| Texto apresentado |
“Wicked”, o fenômeno musical que consagrou Idina Menzel e Kristin Chenoweth como Elphaba e Glinda, respectivamente, estreou na Broadway no 2º semestre de 2003, após algumas prévias apresentadas em maio do mesmo ano, em São Francisco. Em 2016, a mesma montagem chegou ao Brasil para o deslumbramento de fãs que já eram apaixonados pela história e para o encantamento de um público desavisado que teve seu primeiro contato com a obra escrita por Winnie Holzman (roteiro) e Stephen Schwartz (letras e músicas).
Após uma temporada de sucesso absoluto – que durou de março à dezembro de 2016, no Teatro Renault – o Instituto Artium de Cultura, junto ao Atelier de Cultura, traz de volta ao Brasil uma versão totalmente repaginada deste clássico. Para alegria do público mais saudosista, o texto e as letras das músicas para a língua portuguesa de Mariana Elizabetsky e Victor Mühlethaler – dupla retentora do Prêmio Bibi Ferreira de Melhor Versão Brasileira pelo musical “Charlie e a Fantástica Fábrica de Chocolate” – foram preservadas. As protagonistas da montagem anterior também reprisam seus papéis, mas as semelhanças terminam aí.
“Wicked, a história não contada das bruxas de Oz” se inicia antes mesmo da caminhada de Dorothy pela conhecida estrada de tijolos amarelos e sua busca incansável pelo Mágico. Nela, descobrimos como os caminhos de Glinda, a bruxa boa do Norte e Elphaba, a bruxa má do Oeste se cruzaram e como o poder da amizade que nasce desse encontro é transformador e definitivo para ambas.
Vânia Pajares assina a direção musical do espetáculo e, com a batuta em mãos, volta ao seu posto de maestrina – que também ocupou em 2016. É sempre um espetáculo à parte vê-la regendo a orquestra com tanto envolvimento. Sem dúvida alguma fica evidenciado o cuidado e profissionalismo que ela tem pelo trabalho, realizado com tanto primor.

| Dados da fonte |
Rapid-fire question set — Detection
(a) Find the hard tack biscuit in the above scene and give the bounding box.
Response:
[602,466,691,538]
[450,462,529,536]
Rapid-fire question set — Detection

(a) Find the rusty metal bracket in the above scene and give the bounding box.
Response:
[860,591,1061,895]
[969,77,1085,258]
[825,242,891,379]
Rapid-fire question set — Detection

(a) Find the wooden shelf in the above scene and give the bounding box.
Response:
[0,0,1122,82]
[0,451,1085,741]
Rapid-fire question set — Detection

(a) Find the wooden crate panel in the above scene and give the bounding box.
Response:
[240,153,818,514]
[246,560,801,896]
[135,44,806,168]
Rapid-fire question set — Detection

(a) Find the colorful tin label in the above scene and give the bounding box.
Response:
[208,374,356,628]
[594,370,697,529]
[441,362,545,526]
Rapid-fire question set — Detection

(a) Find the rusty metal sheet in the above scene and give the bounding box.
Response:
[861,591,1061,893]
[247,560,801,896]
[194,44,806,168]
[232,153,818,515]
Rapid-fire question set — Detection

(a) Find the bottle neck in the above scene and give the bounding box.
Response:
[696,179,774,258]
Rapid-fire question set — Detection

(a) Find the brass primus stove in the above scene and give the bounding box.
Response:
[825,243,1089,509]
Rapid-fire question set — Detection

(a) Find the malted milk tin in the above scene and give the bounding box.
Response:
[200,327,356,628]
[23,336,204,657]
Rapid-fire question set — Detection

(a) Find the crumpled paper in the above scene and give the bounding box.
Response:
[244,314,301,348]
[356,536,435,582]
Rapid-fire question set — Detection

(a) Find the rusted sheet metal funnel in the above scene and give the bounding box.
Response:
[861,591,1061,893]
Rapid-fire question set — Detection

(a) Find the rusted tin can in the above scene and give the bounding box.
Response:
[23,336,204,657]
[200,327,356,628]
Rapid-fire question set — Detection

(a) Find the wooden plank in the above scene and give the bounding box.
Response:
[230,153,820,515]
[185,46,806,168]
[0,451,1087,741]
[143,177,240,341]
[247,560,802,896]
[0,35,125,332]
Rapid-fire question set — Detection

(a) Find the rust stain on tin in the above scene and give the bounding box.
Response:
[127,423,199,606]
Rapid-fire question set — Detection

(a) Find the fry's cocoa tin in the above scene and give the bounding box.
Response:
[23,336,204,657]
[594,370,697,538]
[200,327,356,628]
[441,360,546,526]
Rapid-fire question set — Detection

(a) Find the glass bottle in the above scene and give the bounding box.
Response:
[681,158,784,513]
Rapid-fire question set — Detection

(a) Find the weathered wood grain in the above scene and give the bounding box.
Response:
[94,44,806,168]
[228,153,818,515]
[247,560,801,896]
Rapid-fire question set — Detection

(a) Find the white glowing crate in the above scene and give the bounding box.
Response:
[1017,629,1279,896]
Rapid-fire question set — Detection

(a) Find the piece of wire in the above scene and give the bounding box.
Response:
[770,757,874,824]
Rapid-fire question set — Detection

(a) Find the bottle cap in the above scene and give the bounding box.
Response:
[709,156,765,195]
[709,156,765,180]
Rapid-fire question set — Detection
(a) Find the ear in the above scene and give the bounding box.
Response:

| Questão 1 |
Segundo o texto sobre a nova montagem de "Wicked" no Brasil, qual é o motivo de alegria para o público mais saudosista? Responda em até duas frases.
| Questão 2 |
Prossiga o texto sobre a nova montagem de "Wicked" no Brasil a partir da última frase apresentada.

| Resposta 1 |
O motivo é que foram preservados o texto e as letras das músicas em língua portuguesa de Mariana Elizabetsky e Victor Mühlethaler, a dupla vencedora do Prêmio Bibi Ferreira de Melhor Versão Brasileira por "Charlie e a Fantástica Fábrica de Chocolate".

| Resposta 2 |
Fabi Bang retorna ao papel de Glinda e se mantém impecável. A atriz, que também protagonizou grandes musicais como “Cinderella” e “A Pequena Sereia”, continua arrancando gargalhadas do público com seu timing irretocável para a comédia. Isso pode ser facilmente evidenciado na cena em que ela tenta popularizar sua mais nova amiga, Elphie, durante a execução de “popular”. A amizade que as atrizes mantiveram fora dos palcos desde a primeira montagem de “Wicked” evidencia ainda mais essa naturalidade de ambas, tornando toda essa experiência mais crível. Fabi está segura e confortável como nunca em seu papel e é assertiva em tudo – tanto no canto, quanto na dança e atuação. Além disso, a complexa evolução da personagem se faz notória no decorrer da história. Enquanto no início temos uma Glinda egoísta e gananciosa, capaz de fazer qualquer coisa por seus próprios interesses, ao nos aproximarmos do fim podemos observar uma personagem completamente modificada pelo poder da amizade construída com sua colega de quarto.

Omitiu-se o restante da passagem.